A complete answer lists every line of the entries below where the string "mountain" appears.

Records to process:
- - - -

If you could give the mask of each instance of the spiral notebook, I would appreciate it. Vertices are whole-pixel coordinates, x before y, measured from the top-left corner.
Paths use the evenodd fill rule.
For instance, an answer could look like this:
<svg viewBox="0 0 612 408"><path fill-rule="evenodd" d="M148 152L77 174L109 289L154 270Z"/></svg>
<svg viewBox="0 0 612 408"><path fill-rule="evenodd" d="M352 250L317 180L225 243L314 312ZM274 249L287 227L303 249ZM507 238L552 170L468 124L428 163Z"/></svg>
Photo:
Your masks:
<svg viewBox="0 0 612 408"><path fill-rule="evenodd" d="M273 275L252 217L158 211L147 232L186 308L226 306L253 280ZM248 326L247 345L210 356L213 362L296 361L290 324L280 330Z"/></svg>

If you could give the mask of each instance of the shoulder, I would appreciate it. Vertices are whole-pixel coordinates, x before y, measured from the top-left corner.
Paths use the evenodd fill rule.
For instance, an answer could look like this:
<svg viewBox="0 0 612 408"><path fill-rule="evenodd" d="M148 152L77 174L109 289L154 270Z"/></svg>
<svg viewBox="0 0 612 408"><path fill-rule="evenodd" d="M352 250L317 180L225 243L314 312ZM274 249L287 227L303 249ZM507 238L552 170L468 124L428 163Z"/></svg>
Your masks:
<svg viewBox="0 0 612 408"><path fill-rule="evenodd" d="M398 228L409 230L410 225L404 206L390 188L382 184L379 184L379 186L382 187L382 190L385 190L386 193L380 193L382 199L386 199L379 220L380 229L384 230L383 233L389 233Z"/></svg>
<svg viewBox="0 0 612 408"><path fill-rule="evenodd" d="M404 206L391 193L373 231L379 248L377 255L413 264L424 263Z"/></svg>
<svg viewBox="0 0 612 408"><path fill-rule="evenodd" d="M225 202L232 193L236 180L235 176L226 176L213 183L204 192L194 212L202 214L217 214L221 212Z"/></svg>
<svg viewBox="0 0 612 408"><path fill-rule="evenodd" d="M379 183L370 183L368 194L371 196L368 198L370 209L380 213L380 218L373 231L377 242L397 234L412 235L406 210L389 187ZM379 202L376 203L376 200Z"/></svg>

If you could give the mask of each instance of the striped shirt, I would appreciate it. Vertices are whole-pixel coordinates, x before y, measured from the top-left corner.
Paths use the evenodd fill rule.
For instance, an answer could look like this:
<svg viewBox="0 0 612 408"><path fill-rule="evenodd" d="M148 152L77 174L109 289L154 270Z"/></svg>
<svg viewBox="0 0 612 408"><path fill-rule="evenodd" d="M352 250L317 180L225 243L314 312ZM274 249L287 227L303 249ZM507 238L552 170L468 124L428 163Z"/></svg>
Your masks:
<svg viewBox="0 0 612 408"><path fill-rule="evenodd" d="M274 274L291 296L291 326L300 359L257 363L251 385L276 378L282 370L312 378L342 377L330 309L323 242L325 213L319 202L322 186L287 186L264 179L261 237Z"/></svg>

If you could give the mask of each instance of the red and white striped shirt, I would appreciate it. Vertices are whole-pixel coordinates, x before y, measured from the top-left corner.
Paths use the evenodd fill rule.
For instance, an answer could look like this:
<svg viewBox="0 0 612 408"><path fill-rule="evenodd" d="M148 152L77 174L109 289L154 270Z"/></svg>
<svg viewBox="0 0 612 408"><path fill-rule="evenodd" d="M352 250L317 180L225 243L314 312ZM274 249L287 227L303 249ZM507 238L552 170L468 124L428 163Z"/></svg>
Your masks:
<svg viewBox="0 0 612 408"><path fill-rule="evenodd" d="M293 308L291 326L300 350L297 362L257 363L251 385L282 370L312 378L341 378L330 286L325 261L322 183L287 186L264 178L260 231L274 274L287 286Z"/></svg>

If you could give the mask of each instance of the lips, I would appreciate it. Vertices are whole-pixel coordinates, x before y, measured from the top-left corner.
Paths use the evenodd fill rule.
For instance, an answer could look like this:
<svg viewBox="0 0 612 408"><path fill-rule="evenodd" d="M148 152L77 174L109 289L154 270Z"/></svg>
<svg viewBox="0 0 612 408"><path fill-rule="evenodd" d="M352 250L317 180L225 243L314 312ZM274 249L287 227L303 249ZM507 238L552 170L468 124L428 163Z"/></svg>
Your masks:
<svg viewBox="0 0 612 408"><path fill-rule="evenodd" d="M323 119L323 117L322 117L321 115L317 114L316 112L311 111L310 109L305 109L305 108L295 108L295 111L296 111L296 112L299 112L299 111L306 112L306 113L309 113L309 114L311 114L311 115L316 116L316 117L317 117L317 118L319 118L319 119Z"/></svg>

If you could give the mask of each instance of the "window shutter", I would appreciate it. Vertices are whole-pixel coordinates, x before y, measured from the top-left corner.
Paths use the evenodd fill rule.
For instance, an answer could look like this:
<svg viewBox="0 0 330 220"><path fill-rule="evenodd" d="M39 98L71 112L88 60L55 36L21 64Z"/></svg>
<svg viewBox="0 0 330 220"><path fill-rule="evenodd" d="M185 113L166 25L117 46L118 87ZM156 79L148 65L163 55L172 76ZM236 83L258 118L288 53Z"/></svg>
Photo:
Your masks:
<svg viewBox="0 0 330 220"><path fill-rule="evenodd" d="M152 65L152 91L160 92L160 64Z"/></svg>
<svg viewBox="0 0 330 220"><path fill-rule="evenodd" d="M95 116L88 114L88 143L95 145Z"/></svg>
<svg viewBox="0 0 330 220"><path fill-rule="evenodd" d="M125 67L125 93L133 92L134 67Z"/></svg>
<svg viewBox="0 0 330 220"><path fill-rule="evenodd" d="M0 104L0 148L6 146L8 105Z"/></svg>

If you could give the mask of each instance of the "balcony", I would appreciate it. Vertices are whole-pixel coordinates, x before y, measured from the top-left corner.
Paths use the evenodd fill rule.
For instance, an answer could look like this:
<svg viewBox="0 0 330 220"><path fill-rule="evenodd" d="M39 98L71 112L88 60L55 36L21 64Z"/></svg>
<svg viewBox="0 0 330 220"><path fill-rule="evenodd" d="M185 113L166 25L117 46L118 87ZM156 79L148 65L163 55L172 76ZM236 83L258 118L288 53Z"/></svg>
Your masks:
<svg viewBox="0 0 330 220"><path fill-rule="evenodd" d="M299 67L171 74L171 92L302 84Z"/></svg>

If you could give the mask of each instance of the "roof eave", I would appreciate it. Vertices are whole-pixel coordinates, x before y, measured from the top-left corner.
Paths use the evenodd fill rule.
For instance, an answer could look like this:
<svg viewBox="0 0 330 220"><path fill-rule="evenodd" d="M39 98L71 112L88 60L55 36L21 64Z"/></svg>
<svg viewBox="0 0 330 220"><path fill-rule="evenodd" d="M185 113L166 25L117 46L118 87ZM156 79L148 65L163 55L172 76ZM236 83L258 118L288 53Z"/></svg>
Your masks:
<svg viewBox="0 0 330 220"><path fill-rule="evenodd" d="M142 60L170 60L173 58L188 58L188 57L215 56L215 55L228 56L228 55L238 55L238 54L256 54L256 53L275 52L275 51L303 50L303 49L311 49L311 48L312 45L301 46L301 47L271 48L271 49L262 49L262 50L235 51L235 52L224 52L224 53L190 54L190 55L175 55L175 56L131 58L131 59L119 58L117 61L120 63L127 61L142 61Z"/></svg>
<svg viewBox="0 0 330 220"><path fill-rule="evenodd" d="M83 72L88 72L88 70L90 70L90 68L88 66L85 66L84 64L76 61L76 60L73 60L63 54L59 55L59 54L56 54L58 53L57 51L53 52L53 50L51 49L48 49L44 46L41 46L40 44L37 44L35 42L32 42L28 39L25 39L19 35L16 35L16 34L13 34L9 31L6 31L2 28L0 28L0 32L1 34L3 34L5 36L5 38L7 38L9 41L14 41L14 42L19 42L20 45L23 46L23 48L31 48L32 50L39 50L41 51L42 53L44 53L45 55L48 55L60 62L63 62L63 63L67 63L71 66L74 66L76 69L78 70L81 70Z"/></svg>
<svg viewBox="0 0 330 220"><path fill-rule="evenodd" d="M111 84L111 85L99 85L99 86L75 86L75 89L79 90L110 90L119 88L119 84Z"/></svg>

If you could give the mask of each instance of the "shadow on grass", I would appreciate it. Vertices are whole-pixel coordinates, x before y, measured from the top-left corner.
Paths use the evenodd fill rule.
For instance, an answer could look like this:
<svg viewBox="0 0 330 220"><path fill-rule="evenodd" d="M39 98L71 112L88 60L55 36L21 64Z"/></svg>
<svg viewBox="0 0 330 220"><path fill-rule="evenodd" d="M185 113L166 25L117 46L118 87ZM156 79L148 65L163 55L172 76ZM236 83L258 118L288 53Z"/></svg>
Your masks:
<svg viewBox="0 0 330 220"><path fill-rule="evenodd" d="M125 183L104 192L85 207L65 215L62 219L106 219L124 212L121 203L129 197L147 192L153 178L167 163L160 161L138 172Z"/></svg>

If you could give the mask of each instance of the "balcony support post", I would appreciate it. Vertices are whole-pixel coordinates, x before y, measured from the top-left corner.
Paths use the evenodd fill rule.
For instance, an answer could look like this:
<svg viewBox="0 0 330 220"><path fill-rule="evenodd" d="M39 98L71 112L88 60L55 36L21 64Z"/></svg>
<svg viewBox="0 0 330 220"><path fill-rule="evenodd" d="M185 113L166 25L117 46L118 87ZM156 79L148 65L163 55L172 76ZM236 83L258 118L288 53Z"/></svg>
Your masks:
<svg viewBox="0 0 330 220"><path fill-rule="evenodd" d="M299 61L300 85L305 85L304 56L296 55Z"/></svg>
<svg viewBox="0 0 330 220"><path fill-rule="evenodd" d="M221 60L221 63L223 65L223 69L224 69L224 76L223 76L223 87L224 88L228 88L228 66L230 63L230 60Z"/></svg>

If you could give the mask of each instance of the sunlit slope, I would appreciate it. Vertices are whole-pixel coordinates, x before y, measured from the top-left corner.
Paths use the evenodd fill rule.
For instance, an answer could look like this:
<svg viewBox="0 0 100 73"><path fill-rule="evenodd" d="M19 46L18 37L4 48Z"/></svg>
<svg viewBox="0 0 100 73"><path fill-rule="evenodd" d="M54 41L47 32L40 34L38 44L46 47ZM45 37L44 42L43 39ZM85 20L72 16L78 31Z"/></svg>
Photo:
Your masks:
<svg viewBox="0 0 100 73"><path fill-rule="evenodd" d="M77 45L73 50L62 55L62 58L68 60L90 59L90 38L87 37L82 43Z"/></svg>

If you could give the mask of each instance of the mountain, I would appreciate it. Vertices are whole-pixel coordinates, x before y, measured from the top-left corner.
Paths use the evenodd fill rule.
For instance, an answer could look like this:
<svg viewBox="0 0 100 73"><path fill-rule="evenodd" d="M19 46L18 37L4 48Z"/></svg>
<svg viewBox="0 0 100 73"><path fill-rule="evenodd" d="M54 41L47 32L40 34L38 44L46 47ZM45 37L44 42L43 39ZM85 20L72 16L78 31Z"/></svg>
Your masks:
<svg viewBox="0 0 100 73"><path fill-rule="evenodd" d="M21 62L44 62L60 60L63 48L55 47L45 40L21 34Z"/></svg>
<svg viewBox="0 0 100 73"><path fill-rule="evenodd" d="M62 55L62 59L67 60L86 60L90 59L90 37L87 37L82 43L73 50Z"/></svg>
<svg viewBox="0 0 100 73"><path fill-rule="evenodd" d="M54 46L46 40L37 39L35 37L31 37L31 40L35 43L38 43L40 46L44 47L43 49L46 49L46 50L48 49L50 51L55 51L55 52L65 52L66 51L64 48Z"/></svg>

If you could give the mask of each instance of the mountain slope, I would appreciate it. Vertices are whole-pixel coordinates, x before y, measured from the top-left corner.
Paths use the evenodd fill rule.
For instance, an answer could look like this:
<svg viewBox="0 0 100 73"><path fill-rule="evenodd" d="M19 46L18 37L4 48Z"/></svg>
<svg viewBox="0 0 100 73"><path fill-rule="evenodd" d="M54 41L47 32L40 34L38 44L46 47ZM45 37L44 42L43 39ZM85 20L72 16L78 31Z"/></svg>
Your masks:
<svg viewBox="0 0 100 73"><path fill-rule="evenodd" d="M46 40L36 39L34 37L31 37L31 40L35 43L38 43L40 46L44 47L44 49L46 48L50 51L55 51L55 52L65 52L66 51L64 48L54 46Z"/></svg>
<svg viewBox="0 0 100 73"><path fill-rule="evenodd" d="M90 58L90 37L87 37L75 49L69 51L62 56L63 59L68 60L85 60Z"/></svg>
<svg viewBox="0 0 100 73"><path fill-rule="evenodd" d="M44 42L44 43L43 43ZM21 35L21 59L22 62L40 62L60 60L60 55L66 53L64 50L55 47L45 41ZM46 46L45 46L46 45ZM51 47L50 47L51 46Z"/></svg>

- - - -

Solution to the problem:
If you could give the mask of each instance of the mountain, I would appreciate it. Vertices are whole-pixel coordinates, x before y, measured from the top-left corner.
If you could give the mask of each instance of the mountain slope, I would appreciate it. Vertices are whole-pixel coordinates, x before y, measured from the top-left corner.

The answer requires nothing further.